**PROBLEM:** The records below must be retyped exactly.

**SUPPLIED DATA:**
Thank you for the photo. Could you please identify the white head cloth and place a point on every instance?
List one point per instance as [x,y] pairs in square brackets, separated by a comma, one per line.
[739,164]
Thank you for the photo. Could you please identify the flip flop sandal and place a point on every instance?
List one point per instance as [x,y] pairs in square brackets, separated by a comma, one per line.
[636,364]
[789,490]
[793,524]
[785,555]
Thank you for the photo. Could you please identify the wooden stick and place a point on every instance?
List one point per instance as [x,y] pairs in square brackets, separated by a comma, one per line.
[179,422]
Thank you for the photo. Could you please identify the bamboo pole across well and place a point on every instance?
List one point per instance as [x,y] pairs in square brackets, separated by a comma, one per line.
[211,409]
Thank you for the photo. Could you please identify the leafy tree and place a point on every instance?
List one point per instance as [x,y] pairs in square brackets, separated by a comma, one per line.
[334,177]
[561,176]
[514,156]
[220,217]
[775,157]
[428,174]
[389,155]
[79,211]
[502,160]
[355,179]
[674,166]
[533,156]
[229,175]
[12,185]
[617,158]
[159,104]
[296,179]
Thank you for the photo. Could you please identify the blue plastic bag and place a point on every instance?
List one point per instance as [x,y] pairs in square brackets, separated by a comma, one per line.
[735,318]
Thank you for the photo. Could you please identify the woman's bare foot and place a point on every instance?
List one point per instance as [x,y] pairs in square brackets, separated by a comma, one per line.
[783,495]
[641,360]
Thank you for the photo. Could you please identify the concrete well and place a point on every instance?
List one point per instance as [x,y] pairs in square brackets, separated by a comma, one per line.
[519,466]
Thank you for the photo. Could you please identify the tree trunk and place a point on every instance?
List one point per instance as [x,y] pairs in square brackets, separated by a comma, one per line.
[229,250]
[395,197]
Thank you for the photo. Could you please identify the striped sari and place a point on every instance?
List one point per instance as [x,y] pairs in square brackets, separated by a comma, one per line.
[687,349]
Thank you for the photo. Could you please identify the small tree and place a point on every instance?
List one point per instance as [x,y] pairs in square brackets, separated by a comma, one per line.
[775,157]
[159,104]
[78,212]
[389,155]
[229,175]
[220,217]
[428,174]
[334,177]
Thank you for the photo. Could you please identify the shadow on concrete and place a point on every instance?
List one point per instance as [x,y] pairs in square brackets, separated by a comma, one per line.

**ANSWER:**
Thank you for the photo. Could you please identify the white head cloth and place a point on every instance?
List one point per instance as [x,y] pairs in square brackets, separated by a comma, one per line.
[739,164]
Thank you for the photo. Could you please identify the flip flop sandal and place a point on every instance?
List one point per instance as [x,y] pairs in square brackets, separated by a comma, one per line.
[636,364]
[789,490]
[793,524]
[785,555]
Thank you for the photo. Could you please identify the wooden stick and place a point on every instance?
List one point per instance as [x,y] pairs in square brackets, separated by a comma, one per line.
[179,422]
Thank you for the photo. Could you please identify the bamboo pole across well and place a point on every instance?
List one point per instance as [x,y] pairs in square brackets, separated by a comma, one per line.
[211,409]
Thank you for the photo. Could you please identify the leafy tree and place a point on every instance?
List one point per instance as [x,y] pairs in square brackets, separated by a comma, one per line.
[334,177]
[561,176]
[514,156]
[220,217]
[775,157]
[428,174]
[389,155]
[79,211]
[502,160]
[355,179]
[674,166]
[533,156]
[229,175]
[12,185]
[617,158]
[159,104]
[296,179]
Thank you for the photo. Could you please identify the blue plastic bag and place a point on every instance?
List one point per instance as [x,y] pairs in square brackets, separated by a comma, one per line.
[735,318]
Thank you for the photo. Could you please identify the woman's bare foot and place a point on every instance?
List one point per instance as [x,y] pairs in square brackets, separated by a comma, one per line.
[783,495]
[641,360]
Thank you for the photo. Could you please identify the concrete well and place a point on every instance?
List one point per instance as [x,y] pairs in square brackets, separated by a comma, one per line.
[519,466]
Thank you for the photo. Could you please identify the tree trunk and place a point on every instance?
List one point per instance as [x,y] pairs in square brackets, separated by a comma, one per line.
[229,250]
[395,197]
Thank you for the photo. Could you please identify the striped sari and place a point on every instance?
List one point per instance as [x,y] pairs in square brackets, separated by a comma, one per line.
[687,349]
Thank you for the photo. Could you please identify the small tree and place a point on every instance?
List one point per instance as [x,y] pairs in square brackets, separated by a comma, one per line.
[775,157]
[159,104]
[78,212]
[389,155]
[229,175]
[220,217]
[428,174]
[334,177]
Thank you for the photo. Could you please identify the shadow on concrete and place a point on every instance?
List one point per instance as [x,y] pairs in square brackets, separated by a comma, one per line.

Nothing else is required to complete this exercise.